> **Consigne**
Présentez en tableau Markdown les lignes de la liste, de celle qui contient « Please provide the » à celle qui contient « POLYGON ((443 438, 580 », toutes deux comprises, sans les lignes vides. Utilisez deux colonnes nommées Numéro et Ligne.

[Données de segmentation par région]
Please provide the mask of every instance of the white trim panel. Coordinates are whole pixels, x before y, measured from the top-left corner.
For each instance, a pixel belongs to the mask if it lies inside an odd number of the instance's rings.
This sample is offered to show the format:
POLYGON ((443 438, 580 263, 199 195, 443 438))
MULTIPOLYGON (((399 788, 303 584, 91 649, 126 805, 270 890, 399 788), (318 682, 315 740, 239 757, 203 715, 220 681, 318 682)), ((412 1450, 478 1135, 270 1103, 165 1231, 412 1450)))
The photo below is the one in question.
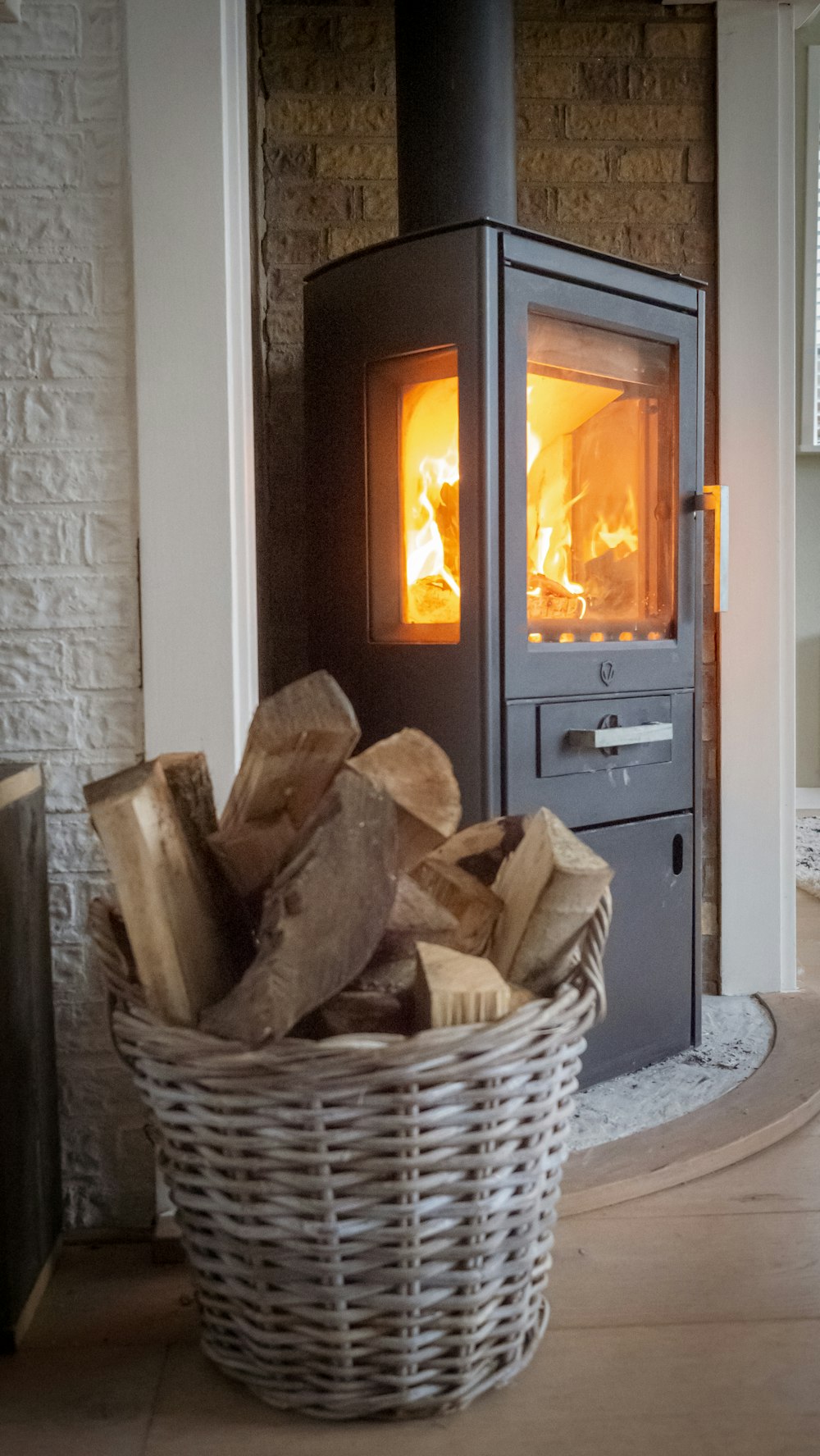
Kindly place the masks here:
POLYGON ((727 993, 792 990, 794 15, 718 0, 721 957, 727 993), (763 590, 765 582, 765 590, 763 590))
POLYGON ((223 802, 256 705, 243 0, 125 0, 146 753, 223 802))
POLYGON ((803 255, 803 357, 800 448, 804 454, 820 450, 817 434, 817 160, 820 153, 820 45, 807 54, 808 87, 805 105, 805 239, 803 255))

---

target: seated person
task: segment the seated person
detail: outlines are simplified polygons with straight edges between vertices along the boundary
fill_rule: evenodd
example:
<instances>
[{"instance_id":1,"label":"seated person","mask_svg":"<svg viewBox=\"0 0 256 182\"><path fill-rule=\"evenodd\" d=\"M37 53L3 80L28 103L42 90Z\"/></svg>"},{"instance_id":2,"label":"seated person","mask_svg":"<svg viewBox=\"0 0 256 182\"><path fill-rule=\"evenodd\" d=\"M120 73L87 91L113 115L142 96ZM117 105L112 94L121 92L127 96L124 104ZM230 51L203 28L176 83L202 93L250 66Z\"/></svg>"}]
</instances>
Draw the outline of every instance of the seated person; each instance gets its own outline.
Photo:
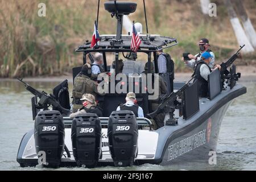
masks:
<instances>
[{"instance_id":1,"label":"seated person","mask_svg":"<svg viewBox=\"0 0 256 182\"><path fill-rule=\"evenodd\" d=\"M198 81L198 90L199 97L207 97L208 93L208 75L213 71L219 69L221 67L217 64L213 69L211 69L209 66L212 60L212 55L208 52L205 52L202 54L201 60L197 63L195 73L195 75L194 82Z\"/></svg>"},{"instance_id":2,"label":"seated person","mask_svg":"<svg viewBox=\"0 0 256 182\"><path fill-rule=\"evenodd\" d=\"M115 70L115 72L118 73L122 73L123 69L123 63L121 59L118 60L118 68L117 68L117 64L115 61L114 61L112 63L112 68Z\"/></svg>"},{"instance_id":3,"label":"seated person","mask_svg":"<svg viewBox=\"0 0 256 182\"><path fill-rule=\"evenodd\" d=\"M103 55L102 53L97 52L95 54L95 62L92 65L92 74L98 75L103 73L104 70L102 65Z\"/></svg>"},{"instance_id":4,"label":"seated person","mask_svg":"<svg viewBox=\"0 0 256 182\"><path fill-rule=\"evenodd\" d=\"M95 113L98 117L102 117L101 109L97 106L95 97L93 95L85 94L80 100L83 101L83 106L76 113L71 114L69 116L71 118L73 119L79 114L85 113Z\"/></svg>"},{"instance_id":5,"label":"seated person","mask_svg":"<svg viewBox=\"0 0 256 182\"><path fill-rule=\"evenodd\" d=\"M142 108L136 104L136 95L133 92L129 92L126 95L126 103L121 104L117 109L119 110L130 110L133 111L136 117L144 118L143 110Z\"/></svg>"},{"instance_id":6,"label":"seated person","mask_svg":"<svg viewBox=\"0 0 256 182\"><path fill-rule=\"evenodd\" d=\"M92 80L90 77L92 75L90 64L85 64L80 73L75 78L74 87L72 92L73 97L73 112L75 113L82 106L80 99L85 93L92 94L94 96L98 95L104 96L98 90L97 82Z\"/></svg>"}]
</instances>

---

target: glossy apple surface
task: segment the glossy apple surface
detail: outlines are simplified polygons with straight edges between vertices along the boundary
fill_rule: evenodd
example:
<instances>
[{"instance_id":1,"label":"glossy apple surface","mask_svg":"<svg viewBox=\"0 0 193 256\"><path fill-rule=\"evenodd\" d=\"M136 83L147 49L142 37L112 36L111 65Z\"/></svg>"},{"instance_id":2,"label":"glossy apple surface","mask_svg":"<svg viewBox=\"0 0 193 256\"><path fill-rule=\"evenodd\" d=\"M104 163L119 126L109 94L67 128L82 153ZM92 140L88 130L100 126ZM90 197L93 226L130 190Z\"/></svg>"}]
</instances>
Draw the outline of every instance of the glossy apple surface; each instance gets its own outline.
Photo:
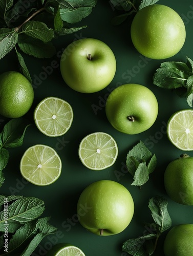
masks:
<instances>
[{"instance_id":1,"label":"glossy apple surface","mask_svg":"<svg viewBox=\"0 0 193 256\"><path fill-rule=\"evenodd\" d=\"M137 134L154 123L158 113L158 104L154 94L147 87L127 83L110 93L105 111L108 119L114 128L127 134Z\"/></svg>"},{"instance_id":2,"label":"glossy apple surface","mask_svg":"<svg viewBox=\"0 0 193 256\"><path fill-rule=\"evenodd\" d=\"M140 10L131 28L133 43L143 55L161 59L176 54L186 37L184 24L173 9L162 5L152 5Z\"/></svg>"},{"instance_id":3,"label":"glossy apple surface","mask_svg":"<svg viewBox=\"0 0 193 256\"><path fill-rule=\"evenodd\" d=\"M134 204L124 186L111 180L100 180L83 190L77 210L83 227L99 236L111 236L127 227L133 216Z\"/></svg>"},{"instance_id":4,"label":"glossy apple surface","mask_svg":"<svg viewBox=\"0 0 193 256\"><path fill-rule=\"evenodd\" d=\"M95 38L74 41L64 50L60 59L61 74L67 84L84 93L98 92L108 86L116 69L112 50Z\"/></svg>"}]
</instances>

> **Résultat**
| Numéro | Ligne |
|---|---|
| 1 | Please provide the mask of every instance of the white trim panel. Coordinates are whole pixels, x before y, measured from the top-left corner. |
| 2 | For each instance, a pixel belongs to the mask if it lies inside an odd number of the instance's rings. |
| 3 | This sample is offered to show the format: |
| 4 | POLYGON ((443 438, 580 263, 199 195, 443 438)) |